Exercise requirements >> With the pictures omitted, write out the entries that follow exactly as they stand.

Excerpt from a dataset
- - - -

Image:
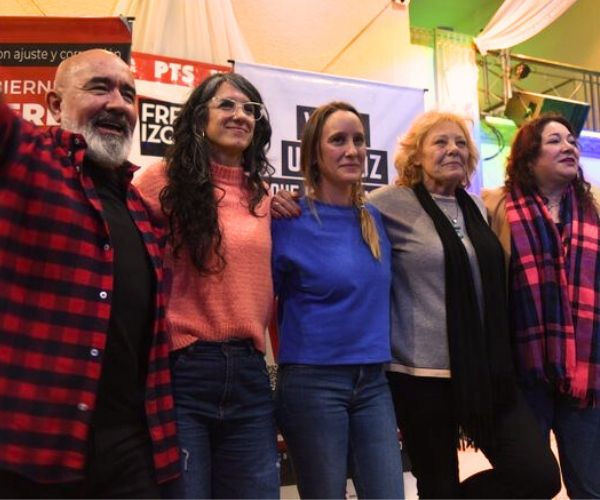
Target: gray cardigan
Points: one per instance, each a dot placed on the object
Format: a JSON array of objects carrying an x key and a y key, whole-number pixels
[{"x": 418, "y": 335}]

- - - -

Complete response >>
Image:
Target: gray cardigan
Points: one per instance, each a dot placed on the object
Format: a JSON array of objects carrying an x key and a y key, whole-number pixels
[{"x": 418, "y": 335}]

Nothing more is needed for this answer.